## What you need to do
1. Reproduce the text of the raw-file excerpt between "Each photosite in" and "a 6x6 pattern.", inclusive.
2. Answer these questions from the raw-file excerpt:
(a) What range of pixel color values can a 12-bit raw file contain?
(b) In what size of pattern are the color-sensitive photosites of a Bayer sensor arranged?
(c) What kind of picture does the excerpt say a ".jpg" file contains?

## Excerpt to read
▼▼▼
In general terms, in a n-bit raw file, there are 2n possible ADU values, ranging from 0 to 2n - 1, where higher values represent higher brightness. e.g. 12-bit raw files can contain pixel color values from 0 to 4,095 ADUs, and 14-bit raw files can contain pixel color values from 0 to 16,384 ADUs.
The sensor of a digital camera corresponds to what a frame of film is for an analogical camera. A digital sensor is composed of photosites, where each photosite corresponds to each pixel the developed photo will contain.
When the camera takes a picture, the light hits the sensor for an amount of time. When the exposition has ended the electronic of the camera quantifies how much light hit each photosite, and after a minimal or not process at all, the camera saves this data in its storage device, in the form of a RAW file. This raw file will also contain tags indicating all the photographic parameters the camera has set when the picture was taken, saying for example it was taken with the "Sunny day" option set for White Balance, the color intensity option was "vivid", the enhance fine detail option was "normal", and so on. Those tags will also record which lens were used, its aperture, the exposition time, ISO speed, etc.
Each photosite in a Bayer CFA sensor type can only measure the amount of one primary color component of the light hitting it; in other words, each photosite is sensitive to only one primary color component in the light. Usually, the primary colors in a Bayer sensor are Red, Green and Blue (RGB). In Bayer sensors the distinct color sensitive photosites are arranged in a 2x2 pattern repeated all over the sensor surface, while the in Fujifilm X-Trans sensors they follow a 6x6 pattern.
This file contains the raw ingredients for the final picture, in the opposite side a ".jpg" contains a "cooked" picture. It not contains the data read from the sensor photosites but their interpretation or rendering according to the camera (or post-process software) settings. This is like the difference between a musical score (or sheet music) for a concerto and a CD with the interpretation (or performance) of that music. In the first case you can (supposing you have the required knowledge and resources) perform and record the music in different ways or styles until you find the one you like the most. In the second case you mostly have a situation of take it or leave it as it is. In this analogy, maybe you can say it is possible to enhance poorly equalized tones with a fine sound system, or you can argue there is some people who can perform their version of the music from what they hear from a CD, but the point here is you have a lot more of choices and chances to get what you consider the best performance from the score music than from its recording.
▲▲▲
## Items
▼▼▼
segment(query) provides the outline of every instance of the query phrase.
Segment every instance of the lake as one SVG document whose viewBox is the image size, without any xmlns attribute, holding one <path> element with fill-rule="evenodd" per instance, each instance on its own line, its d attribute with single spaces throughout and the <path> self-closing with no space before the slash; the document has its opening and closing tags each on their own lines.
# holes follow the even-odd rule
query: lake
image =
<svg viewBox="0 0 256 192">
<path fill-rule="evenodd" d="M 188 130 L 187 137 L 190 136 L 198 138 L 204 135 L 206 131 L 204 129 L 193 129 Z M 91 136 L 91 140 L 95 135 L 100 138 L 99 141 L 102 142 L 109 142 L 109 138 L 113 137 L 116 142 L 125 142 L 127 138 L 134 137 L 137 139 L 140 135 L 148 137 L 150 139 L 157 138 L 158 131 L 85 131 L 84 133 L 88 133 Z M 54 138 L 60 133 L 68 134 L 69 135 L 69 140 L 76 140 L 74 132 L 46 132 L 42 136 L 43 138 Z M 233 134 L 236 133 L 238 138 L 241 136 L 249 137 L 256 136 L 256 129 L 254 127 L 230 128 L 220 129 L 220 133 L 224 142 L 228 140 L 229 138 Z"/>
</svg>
▲▲▲
## Answers
1.
Each photosite in a Bayer CFA sensor type can only measure the amount of one primary color component of the light hitting it; in other words, each photosite is sensitive to only one primary color component in the light. Usually, the primary colors in a Bayer sensor are Red, Green and Blue (RGB). In Bayer sensors the distinct color sensitive photosites are arranged in a 2x2 pattern repeated all over the sensor surface, while the in Fujifilm X-Trans sensors they follow a 6x6 pattern.

2.
(a) From 0 to 4,095 ADUs.
(b) A 2x2 pattern.
(c) A "cooked" picture.